Stored items
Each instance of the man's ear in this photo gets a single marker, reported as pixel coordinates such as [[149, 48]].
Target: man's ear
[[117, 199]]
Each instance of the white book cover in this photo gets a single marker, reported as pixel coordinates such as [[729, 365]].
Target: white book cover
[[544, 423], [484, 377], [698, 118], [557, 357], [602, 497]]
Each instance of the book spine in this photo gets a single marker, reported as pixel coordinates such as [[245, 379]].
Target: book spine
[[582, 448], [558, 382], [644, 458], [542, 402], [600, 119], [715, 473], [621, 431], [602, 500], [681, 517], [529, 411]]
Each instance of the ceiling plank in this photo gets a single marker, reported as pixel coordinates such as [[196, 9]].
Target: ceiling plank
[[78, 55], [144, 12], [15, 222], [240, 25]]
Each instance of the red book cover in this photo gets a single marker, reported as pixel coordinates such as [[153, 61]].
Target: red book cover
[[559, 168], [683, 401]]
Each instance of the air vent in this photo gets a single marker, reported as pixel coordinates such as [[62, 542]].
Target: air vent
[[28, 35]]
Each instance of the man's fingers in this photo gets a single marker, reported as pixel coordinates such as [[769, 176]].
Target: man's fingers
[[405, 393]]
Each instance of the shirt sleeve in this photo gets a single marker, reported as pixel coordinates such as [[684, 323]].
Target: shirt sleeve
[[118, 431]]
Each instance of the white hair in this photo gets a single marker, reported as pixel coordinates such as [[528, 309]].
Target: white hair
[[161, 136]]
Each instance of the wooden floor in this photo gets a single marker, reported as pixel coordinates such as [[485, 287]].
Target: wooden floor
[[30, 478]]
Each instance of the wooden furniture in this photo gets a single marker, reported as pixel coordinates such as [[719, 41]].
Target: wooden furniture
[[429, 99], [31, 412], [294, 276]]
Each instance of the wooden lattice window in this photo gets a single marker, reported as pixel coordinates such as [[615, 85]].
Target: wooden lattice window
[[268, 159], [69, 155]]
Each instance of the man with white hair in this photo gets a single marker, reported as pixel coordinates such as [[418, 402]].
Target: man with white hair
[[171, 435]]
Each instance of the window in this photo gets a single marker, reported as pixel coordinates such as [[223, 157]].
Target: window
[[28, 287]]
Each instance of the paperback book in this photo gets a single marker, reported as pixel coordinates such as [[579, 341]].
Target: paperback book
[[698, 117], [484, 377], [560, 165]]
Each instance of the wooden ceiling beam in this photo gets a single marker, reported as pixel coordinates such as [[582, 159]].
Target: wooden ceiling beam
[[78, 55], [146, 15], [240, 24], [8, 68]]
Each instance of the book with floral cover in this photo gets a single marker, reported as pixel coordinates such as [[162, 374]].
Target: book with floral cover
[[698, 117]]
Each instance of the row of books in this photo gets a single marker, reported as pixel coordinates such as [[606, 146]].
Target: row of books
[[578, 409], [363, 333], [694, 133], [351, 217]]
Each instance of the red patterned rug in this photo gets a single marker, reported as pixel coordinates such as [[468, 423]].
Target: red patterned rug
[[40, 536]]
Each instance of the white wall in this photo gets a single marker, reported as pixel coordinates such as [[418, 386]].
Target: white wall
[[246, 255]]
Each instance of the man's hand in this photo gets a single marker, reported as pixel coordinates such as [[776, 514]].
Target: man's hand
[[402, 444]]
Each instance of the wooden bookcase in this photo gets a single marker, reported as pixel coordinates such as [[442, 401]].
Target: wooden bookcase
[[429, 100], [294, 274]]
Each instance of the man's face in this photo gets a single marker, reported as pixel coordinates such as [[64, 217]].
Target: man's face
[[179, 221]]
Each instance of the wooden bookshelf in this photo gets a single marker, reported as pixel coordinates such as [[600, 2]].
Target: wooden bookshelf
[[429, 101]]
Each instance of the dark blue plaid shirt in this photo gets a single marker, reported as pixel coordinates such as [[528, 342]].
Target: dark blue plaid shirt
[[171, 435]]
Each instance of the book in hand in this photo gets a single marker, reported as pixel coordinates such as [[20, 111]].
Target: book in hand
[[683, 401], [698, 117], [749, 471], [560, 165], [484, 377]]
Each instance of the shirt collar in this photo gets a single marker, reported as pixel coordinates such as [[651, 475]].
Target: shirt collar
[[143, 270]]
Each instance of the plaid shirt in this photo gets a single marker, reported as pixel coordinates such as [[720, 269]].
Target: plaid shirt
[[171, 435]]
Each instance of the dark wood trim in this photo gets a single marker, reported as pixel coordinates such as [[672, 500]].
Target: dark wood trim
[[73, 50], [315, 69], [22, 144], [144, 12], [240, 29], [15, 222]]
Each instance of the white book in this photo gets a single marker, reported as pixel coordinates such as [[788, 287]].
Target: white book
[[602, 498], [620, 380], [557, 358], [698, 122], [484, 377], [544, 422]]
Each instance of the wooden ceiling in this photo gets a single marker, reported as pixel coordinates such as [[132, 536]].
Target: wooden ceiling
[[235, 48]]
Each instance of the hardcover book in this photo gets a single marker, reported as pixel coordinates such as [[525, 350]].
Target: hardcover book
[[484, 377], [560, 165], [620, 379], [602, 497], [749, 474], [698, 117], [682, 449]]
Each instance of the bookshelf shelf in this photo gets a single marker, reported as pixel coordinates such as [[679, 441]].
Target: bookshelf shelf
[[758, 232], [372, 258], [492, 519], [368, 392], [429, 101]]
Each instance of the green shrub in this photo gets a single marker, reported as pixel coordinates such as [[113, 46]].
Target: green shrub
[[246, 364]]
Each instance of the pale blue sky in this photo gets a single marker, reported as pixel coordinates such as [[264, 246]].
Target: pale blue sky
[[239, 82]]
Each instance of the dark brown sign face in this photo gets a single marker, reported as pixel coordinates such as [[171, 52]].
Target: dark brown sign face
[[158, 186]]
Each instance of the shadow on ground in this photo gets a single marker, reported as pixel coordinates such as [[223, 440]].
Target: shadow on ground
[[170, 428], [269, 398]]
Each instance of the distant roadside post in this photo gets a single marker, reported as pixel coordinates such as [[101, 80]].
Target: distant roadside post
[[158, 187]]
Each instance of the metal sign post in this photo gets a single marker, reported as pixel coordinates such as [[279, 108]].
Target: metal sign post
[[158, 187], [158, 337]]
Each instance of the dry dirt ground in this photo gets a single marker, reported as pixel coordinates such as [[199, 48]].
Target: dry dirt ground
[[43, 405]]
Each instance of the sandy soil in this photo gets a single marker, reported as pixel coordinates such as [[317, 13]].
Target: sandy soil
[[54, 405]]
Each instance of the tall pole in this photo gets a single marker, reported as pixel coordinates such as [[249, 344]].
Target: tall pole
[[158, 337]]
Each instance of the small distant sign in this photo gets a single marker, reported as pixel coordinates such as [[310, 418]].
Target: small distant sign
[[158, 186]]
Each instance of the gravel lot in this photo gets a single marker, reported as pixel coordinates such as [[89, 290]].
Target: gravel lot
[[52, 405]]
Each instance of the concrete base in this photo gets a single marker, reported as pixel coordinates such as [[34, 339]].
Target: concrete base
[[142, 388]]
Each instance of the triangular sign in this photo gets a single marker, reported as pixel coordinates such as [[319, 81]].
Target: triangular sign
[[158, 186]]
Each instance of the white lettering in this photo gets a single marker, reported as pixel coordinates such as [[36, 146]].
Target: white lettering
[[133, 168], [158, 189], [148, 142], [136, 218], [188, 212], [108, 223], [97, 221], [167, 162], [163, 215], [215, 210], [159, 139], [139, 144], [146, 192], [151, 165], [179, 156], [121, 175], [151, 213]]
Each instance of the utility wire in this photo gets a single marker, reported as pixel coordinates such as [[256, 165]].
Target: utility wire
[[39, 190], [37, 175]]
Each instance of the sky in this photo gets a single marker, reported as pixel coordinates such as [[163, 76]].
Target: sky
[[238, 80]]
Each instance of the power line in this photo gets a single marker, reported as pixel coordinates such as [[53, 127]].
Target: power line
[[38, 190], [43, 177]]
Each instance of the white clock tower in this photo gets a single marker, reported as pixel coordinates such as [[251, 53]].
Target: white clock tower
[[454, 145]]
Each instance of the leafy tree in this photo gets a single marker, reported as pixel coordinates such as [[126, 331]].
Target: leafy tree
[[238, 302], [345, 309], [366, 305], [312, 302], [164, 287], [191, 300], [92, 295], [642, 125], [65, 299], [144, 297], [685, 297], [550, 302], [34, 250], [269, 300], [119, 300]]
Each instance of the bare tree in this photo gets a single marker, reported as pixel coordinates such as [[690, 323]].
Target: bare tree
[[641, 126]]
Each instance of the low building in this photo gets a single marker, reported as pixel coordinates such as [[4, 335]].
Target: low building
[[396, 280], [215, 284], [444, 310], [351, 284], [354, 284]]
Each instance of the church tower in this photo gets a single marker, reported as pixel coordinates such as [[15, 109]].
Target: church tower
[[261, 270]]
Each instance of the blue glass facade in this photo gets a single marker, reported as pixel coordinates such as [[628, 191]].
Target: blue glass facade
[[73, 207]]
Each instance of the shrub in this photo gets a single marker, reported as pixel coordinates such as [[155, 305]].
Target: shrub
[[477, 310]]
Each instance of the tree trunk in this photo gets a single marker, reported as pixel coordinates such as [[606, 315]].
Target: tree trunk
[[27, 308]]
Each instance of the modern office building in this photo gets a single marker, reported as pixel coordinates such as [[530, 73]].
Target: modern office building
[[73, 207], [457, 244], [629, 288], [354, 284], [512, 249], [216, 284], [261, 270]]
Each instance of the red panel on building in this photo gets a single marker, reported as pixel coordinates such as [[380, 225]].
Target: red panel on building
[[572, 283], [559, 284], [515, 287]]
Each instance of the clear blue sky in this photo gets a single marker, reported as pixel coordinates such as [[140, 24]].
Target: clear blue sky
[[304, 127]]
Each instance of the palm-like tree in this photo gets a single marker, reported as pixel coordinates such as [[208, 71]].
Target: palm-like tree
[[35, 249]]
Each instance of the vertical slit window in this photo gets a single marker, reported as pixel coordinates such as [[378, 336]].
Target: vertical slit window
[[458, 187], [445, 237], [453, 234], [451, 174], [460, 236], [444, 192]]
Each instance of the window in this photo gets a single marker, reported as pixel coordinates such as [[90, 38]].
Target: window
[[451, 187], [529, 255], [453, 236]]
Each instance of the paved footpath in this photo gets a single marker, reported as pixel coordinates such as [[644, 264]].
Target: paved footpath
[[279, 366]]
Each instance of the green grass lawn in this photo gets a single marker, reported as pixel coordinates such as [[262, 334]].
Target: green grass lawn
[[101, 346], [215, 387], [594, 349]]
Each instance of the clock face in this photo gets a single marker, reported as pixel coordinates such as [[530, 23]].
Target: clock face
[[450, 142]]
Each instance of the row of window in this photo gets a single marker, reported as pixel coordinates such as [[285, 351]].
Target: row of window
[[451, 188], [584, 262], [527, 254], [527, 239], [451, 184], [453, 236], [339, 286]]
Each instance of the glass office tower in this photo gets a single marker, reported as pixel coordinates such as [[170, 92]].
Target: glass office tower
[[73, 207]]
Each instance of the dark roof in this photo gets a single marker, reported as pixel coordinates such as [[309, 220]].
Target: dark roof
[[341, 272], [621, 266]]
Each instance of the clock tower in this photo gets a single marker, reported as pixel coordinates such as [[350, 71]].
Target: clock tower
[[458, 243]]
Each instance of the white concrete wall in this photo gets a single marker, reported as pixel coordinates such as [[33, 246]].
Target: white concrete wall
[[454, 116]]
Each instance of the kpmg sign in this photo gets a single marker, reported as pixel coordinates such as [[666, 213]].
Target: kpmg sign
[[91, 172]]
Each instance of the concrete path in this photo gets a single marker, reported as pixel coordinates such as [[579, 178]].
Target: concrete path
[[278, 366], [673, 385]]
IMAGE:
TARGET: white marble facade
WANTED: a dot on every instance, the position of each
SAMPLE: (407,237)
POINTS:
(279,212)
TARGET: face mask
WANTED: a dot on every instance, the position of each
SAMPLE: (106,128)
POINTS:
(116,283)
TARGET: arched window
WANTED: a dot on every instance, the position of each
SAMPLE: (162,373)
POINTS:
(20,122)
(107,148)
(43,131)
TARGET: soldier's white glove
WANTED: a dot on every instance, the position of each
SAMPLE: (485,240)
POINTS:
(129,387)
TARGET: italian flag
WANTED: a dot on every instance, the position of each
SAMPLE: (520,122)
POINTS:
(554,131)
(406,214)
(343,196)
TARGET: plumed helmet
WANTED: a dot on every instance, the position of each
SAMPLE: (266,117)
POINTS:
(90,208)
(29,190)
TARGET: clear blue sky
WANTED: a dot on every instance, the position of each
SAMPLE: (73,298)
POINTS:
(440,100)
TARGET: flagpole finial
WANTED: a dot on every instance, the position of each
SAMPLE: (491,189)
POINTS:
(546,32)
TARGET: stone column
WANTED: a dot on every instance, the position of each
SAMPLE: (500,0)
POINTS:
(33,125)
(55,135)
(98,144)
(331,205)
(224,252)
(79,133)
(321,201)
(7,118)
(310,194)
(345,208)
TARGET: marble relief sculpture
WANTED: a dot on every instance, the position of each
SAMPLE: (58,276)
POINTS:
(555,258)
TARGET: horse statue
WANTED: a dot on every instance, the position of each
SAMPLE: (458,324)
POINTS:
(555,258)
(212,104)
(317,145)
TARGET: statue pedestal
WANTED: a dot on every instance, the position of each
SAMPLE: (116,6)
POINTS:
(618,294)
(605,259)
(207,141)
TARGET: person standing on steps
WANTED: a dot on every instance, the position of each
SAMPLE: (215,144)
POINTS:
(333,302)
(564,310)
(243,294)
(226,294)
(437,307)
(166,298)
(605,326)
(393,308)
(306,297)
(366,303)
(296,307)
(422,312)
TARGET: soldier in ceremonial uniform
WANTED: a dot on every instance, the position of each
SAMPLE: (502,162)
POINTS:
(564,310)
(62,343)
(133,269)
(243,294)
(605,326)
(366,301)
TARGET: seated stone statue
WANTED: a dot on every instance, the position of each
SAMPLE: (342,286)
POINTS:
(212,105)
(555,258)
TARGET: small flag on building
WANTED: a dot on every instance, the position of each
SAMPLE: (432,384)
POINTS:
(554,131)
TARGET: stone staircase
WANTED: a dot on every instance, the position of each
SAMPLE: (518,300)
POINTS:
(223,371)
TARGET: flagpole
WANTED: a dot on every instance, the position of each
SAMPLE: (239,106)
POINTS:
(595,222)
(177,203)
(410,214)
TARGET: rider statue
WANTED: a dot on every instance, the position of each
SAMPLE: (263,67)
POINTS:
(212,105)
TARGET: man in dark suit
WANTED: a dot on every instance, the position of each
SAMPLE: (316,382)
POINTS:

# WRITTEN TASK:
Copy the lines from the beginning of the Stored items through the line containing "[[429, 99], [31, 412], [294, 276]]", replacing "marker" with "dot" and leaving everything else unchanged.

# ANSWER TO THE EXERCISE:
Each instance of the man's ear in this photo gets a single dot, reported as pixel coordinates such as [[149, 48]].
Target: man's ear
[[117, 199]]
Each instance of the white book cover in this photo gets a single dot, reported as pixel coordinates such as [[729, 365]].
Target: white book cover
[[544, 423], [484, 377], [698, 118], [557, 357], [602, 497]]
Each instance of the book spine in this photo gets a single dot, reported as pixel coordinates such as [[245, 379]].
Target: book spine
[[582, 448], [558, 382], [644, 458], [542, 402], [600, 119], [715, 473], [621, 431], [602, 500], [681, 517], [529, 411]]
Each instance of the ceiling plank in this photo gets a single dot, reported as pixel coordinates such as [[196, 9]].
Target: ceiling plank
[[78, 55], [144, 12], [15, 222], [240, 25]]
Each instance of the red book cover in this photo gets a single dot, reported as pixel coordinates such as [[153, 61]].
Target: red book cover
[[559, 168], [683, 401]]
Each instance of the air vent in this photo gets a single dot, reported as pixel coordinates such as [[62, 542]].
Target: air vent
[[28, 35]]
Each instance of the man's fingers in this photo gets a single dot, reported as pixel coordinates such as [[769, 176]].
Target: man's fingers
[[405, 393]]
Each instance of the shirt sleeve in this photo gets a single dot, reported as pixel coordinates such as [[684, 323]].
Target: shirt sleeve
[[118, 431]]
Each instance of the white hair in this photo gets a single dot, reported as pixel coordinates such as [[528, 309]].
Target: white hair
[[161, 136]]
Each instance of the wooden floor in this photo gets a single dot, reported as pixel coordinates such as [[485, 287]].
Target: wooden floor
[[30, 478]]
Each instance of the wooden furniture in this photo gets a single dot, reported as pixel coordinates such as [[719, 41]].
Target: wooden furniture
[[429, 99], [31, 412], [294, 276]]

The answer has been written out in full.